» **Required actions**
(A) Say whether each statement agrees with the essay on The Little Prince, answering yes or no and quoting the deciding words of the essay: (i) the snake remarks that it is also lonely among people; (ii) the essay credits Antoine de Saint-Exupéry with the line "The little things? The little moments? They aren't little."; (iii) the essay sets out to explore 12 things learned from the tale.
(B) From the essay on The Little Prince, reproduce word for word the part that opens with the words containing "The Little Prince by" and closes with "love, and happiness.".

» **Excerpt**
Content starts

The Little Prince by Antoine de Saint-Exupéry, which is as wise as it is unimposing, is a book which has bridged the gaps between culture, language, and age to provide readers with a strikingly clear window into what is truly essential.
It is a modest book which, at first glance, seems no more than a charming children’s tale. However, those who have read it will know that, among the simple illustrations and straightforward passages, its pages hold profound insights into mysterious subjects such as loneliness, love, and happiness.
The fact that it remains so widely read to this day merely shows how timeless the values and ideas expressed in The Little Prince are. The beauty of this book lies in its subtlety – it educates without pretension.
Join me as I explore 12 things I learned from this charming tale.
1. It is the little things which are essential
“He’s never smelled a flower. He’s never looked at a star. He’s never loved anyone.”
One cannot help but feel sad for the character described here. This sadness stems from an understanding that he has missed out on some of the best things in life, such as the smell of flowers, the soft glow of the stars, and the feeling of caring for someone. While these things may seem small or insignificant, it is these little things which are truly beautiful in life.
The ability to be present and to enjoy the simple things, such as the beauty of flowers, or the company of a friend, is a quality which is essential to happiness. As we have learned from the American professor Jon Kabat-Zinn, “The little things? The little moments? They aren’t little.”
“If you tell grown-ups, ‘I saw a beautiful red brick house, with geraniums at the windows and doves on the roof…,’ they won’t be able to imagine such a house. You have to tell them, ‘I saw a house worth a hundred thousand francs.’ Then they exclaim, ‘What a pretty house!’”
Above we see yet another passage from The Little Prince which shows that the little things are important. It sheds light on the small details which make the house charming, such as the flowers in the window box and the birds which gather on the rooftop. We learn that it is not the cost of the house that makes it lovely, but the little touches that give it a special charm.
2. There is more to loneliness than being alone
“‘It’s a little lonely in the desert…’ ‘It’s also lonely with people,’ said the snake.”
This insightful passage shines light on the nuances of loneliness. Loneliness is not merely a matter of how many people you are surrounded with, but whether or not you feel understood by them and connected to them. Loneliness is a sense of isolation which can be felt whether we are in company or alone. It is more a feeling of not belonging or a lack of connection than it is about the number of people you are surrounded with.

Content ends

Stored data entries

Content starts

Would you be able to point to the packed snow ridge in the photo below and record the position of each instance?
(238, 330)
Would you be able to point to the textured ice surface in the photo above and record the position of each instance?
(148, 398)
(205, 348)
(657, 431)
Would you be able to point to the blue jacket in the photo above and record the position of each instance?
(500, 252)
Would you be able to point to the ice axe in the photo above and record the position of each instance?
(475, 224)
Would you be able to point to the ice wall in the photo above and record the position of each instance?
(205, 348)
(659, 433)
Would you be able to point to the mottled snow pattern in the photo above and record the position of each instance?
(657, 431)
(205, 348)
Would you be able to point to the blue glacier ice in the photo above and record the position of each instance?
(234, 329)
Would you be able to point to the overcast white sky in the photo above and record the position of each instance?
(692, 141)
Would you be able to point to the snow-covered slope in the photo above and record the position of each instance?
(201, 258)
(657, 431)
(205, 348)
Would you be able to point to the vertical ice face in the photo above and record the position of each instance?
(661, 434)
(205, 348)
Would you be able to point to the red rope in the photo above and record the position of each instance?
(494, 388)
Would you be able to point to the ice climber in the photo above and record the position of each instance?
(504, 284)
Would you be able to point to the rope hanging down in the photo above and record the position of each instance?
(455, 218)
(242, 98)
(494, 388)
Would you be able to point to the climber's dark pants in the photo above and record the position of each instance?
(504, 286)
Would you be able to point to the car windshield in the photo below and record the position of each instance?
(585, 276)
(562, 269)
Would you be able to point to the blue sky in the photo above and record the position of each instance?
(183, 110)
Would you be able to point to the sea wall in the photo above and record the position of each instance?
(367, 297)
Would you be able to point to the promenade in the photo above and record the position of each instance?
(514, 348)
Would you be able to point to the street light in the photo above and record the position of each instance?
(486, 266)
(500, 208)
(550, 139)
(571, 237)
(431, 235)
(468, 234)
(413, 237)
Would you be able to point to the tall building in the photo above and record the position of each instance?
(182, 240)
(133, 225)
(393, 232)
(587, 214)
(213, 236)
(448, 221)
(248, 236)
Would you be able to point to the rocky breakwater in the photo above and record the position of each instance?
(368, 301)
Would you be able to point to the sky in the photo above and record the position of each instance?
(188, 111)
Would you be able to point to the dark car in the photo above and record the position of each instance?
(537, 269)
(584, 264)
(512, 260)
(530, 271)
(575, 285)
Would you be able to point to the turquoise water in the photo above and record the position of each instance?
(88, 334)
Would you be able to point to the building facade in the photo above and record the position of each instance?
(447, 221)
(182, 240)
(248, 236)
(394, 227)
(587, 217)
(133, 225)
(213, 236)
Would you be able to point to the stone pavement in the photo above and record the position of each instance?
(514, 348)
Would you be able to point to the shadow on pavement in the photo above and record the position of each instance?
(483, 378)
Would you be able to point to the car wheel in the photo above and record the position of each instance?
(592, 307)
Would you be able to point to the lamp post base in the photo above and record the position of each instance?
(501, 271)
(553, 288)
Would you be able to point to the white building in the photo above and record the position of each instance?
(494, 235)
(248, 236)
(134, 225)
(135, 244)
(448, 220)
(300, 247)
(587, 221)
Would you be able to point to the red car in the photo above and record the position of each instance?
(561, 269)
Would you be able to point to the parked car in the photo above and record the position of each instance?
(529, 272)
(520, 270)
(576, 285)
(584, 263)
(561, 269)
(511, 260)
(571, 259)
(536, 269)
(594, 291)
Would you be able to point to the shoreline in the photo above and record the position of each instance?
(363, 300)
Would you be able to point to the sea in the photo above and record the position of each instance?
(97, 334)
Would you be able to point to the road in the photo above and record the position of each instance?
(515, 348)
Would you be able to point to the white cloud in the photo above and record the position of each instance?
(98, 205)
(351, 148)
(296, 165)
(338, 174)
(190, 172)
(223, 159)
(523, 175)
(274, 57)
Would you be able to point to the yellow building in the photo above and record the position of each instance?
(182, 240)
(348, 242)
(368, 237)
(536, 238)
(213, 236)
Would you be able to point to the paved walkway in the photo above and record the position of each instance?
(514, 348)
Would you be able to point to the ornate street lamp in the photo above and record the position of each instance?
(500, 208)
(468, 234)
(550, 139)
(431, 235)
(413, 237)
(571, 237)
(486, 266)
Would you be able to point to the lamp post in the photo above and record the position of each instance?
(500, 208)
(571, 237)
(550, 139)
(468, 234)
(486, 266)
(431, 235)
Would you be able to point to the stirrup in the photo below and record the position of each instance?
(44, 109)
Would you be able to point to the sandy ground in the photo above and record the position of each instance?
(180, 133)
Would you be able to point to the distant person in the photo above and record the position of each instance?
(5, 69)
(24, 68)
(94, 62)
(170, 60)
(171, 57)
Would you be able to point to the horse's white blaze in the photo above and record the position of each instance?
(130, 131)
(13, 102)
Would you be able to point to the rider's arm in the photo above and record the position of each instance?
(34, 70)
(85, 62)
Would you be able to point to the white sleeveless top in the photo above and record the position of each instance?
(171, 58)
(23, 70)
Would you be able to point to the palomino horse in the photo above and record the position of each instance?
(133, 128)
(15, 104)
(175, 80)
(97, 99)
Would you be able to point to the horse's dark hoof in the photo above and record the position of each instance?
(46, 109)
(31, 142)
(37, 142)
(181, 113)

Content ends

» **Per-task answers**
(A)
(i) Yes: "‘It’s also lonely with people,’ said the snake."
(ii) No: "As we have learned from the American professor Jon Kabat-Zinn, “The little things? The little moments? They aren’t little.”"
(iii) Yes: "Join me as I explore 12 things I learned from this charming tale."

(B)
The Little Prince by Antoine de Saint-Exupéry, which is as wise as it is unimposing, is a book which has bridged the gaps between culture, language, and age to provide readers with a strikingly clear window into what is truly essential.
It is a modest book which, at first glance, seems no more than a charming children’s tale. However, those who have read it will know that, among the simple illustrations and straightforward passages, its pages hold profound insights into mysterious subjects such as loneliness, love, and happiness.